● WHAT TO DO:
**a)** Output the portion of the Myanmar conflict excerpt that begins at the words "Myanmar has been" and stops after "to UN estimates.", reproduced character for character.
**b)** Extract each line of the listing that contains the string "white", matching case exactly.

The attacks on Chaung-U Township came in two waves at 8pm (13:30 GMT) and then again at 11pm (16:30 GMT), killing between 20 and 32 people and injuring dozens more, according to The Irrawaddy, an independent news outlet based in Thailand.
The official death toll has not been confirmed, but the use of motorised paragliders is a known tactic from Myanmar’s military to drop munitions on civilian locations, according to the UN Human Rights Office.
Myanmar has been torn by civil war since 2021 between the military-led government, armed opposition groups, and ethnic armed organisations following a military coup that removed a democratically elected leadership.
The conflict has killed more than 75,000 people and displaced more than 3 million, according to UN estimates.
The military has frequently attacked ethnic minority civilians or communities like Chaung-U Township that are near strongholds of armed groups, according to rights groups.
A 2024 BBC investigation estimated that the military only controlled about 20 percent of the country, while armed opposition and ethnic armed groups controlled about 40 percent of Myanmar’s territory, with the rest territory contested by the various forces.
The military government lifted a long-running state of emergency in July and called for elections at the end of the year, but critics, like the government of Japan, say a peace process is first needed before Myanmar can restore a “democratic political system”.
Amnesty International’s Freeman called for more action from international groups like the Association of Southeast Asian Nations (ASEAN) and the UN.

● RECORDS SUPPLIED:
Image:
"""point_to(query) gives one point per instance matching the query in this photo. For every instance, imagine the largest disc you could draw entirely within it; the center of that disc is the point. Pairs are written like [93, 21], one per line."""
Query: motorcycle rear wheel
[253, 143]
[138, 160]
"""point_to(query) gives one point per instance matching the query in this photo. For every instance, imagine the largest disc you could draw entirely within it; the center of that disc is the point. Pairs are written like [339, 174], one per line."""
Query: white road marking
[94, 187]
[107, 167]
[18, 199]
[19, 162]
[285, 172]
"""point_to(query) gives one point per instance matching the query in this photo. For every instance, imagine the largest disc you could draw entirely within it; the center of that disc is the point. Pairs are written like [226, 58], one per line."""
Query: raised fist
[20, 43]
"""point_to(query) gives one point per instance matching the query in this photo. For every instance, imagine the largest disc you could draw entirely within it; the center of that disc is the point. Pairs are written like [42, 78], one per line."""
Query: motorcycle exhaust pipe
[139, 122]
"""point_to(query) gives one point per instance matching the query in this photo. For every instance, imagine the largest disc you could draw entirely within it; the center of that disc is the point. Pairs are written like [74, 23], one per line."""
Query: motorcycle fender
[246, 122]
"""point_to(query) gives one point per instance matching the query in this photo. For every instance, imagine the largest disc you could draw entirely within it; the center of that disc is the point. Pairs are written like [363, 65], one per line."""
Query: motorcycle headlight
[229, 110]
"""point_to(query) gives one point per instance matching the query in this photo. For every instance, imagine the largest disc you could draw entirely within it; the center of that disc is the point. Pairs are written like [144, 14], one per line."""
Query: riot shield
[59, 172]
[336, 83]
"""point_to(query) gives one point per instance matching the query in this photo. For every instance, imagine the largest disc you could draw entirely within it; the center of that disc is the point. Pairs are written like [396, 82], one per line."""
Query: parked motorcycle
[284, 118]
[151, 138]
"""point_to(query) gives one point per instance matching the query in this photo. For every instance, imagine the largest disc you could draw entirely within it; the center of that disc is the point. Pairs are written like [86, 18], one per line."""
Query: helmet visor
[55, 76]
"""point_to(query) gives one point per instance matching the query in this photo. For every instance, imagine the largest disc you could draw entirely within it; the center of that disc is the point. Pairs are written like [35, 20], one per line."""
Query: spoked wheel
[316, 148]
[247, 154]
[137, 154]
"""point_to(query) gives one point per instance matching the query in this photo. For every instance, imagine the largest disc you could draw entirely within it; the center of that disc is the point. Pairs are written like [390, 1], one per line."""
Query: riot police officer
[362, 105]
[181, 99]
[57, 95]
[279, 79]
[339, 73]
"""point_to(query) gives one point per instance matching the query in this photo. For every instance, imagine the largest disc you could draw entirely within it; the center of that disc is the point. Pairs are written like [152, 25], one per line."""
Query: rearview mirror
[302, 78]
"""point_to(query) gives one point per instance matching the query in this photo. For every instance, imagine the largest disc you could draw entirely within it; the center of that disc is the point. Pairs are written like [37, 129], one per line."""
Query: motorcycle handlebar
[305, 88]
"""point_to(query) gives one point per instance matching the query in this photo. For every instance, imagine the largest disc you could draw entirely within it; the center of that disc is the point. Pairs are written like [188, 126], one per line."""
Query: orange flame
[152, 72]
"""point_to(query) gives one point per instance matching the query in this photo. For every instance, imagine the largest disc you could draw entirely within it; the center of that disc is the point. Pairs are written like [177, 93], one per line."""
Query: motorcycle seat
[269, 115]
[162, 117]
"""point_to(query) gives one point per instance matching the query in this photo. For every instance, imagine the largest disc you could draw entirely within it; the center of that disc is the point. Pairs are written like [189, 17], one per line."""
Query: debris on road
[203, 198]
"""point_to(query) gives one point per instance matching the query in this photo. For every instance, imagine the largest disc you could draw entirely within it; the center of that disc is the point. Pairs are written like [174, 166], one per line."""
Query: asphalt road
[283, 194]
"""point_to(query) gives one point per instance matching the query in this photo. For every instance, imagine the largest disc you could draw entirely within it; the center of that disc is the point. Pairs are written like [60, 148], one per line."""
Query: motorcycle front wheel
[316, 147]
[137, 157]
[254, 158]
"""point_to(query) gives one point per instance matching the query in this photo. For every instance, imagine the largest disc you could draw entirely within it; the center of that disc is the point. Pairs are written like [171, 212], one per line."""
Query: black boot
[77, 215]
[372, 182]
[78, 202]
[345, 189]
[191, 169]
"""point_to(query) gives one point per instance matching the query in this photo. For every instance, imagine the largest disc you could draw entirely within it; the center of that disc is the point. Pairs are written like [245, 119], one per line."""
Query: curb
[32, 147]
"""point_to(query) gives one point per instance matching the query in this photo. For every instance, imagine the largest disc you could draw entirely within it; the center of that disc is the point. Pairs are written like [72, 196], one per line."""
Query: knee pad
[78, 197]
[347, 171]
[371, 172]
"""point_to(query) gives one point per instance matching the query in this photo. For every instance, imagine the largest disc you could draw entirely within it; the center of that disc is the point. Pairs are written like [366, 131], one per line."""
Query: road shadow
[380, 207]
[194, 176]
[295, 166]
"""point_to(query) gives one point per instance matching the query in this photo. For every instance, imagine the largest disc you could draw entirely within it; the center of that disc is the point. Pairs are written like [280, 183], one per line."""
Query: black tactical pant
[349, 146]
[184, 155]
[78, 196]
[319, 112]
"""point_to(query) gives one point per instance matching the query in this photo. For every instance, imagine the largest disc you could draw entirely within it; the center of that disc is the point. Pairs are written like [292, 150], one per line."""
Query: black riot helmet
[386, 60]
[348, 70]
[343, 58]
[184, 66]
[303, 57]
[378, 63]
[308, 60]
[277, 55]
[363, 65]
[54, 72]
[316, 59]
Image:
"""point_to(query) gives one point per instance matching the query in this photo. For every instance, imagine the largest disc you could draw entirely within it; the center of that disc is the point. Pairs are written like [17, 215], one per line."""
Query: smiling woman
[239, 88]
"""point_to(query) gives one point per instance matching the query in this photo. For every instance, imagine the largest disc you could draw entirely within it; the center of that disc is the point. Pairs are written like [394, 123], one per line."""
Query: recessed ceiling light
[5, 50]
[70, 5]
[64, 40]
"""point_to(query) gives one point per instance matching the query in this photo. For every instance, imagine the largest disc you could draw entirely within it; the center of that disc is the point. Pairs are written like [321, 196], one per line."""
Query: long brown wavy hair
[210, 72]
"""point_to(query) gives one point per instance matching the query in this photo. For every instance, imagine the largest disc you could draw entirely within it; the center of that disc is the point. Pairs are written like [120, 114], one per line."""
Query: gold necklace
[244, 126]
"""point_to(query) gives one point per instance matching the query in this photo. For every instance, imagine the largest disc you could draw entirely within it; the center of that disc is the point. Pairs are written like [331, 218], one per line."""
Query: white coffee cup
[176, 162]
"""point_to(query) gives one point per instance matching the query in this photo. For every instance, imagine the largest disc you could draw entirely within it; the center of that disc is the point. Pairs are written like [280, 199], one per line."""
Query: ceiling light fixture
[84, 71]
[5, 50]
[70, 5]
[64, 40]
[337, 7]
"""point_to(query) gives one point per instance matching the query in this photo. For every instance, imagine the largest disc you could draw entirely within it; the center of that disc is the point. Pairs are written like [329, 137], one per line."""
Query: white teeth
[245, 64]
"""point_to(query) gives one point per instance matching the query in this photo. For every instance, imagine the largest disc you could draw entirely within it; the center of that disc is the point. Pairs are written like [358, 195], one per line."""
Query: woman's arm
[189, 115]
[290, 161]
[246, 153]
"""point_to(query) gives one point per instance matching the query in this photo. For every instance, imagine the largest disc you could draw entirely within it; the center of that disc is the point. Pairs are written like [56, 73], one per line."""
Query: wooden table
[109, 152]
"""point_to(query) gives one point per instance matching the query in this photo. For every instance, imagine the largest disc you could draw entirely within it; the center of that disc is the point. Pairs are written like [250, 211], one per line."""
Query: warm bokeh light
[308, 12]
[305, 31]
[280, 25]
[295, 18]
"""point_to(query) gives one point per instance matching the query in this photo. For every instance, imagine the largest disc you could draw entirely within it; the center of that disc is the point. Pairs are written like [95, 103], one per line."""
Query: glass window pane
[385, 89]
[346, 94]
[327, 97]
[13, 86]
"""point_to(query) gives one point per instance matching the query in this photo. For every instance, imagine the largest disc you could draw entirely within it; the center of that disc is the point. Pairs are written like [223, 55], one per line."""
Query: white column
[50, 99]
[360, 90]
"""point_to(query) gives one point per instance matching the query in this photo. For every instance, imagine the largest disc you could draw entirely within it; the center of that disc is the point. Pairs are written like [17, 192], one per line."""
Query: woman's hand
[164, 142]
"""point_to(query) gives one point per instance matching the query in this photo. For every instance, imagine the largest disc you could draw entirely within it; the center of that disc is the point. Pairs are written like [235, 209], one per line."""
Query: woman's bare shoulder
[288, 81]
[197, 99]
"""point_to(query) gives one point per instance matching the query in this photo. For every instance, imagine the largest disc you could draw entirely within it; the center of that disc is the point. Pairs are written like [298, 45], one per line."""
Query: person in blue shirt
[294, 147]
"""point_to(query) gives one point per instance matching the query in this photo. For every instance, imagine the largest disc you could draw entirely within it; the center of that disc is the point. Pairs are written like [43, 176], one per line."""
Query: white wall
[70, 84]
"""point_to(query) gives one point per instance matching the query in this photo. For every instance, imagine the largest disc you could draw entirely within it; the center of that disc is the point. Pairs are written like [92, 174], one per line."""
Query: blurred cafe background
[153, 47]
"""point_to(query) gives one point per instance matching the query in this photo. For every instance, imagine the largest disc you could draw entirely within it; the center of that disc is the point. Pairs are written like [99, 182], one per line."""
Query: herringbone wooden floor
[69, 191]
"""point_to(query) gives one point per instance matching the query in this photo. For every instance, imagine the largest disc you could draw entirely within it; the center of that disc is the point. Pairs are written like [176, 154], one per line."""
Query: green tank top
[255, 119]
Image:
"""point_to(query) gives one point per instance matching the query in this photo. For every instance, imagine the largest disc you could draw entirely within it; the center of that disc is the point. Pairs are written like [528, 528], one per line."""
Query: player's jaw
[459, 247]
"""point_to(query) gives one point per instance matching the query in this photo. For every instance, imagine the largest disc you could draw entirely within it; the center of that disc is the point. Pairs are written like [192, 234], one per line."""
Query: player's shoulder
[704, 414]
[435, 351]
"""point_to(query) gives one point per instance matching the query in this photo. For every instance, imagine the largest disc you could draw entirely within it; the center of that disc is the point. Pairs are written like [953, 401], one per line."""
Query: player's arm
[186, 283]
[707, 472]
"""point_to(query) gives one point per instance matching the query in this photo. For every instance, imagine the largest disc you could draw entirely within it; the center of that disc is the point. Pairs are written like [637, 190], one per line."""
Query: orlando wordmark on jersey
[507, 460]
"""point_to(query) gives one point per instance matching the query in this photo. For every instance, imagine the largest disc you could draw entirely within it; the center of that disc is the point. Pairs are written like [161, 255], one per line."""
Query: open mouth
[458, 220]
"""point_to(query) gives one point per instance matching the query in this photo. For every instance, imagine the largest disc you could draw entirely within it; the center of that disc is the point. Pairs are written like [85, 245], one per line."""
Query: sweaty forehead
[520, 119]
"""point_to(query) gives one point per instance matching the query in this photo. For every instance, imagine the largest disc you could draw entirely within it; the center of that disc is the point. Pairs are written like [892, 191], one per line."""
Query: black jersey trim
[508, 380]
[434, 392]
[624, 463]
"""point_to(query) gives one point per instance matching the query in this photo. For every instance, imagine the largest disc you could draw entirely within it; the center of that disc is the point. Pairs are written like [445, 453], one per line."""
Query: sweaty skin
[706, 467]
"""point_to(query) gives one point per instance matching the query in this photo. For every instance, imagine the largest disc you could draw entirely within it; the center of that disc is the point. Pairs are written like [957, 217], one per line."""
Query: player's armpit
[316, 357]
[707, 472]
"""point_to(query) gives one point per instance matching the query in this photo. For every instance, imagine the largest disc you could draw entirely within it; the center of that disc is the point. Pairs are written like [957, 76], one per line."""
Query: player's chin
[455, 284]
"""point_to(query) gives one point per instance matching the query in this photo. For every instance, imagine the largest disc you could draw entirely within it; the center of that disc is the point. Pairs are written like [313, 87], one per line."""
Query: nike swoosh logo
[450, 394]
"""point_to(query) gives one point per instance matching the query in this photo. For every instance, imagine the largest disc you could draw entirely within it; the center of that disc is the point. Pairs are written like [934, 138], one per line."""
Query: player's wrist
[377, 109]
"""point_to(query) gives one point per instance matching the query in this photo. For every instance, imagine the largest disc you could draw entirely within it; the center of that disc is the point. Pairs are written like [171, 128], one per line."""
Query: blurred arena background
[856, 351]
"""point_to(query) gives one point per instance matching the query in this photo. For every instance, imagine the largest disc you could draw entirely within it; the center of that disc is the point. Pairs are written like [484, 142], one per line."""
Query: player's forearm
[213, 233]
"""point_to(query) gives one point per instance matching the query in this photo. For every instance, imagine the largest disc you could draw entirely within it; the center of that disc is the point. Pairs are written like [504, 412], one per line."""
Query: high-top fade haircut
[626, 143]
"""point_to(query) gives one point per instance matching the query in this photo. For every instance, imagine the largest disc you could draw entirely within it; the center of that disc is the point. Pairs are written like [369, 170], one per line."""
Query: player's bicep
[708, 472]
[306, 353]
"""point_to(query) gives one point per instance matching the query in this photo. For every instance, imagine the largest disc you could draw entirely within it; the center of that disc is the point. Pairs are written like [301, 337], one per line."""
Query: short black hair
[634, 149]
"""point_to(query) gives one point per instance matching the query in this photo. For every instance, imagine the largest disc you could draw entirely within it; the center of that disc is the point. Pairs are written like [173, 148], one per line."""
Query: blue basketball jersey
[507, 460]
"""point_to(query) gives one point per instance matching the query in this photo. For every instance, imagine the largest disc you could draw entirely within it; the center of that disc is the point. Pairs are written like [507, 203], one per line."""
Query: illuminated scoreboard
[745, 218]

● OUTPUTS IN ORDER:
**a)**
Myanmar has been torn by civil war since 2021 between the military-led government, armed opposition groups, and ethnic armed organisations following a military coup that removed a democratically elected leadership.
The conflict has killed more than 75,000 people and displaced more than 3 million, according to UN estimates.

**b)**
Query: white road marking
Query: white coffee cup
Query: white teeth
Query: white column
Query: white wall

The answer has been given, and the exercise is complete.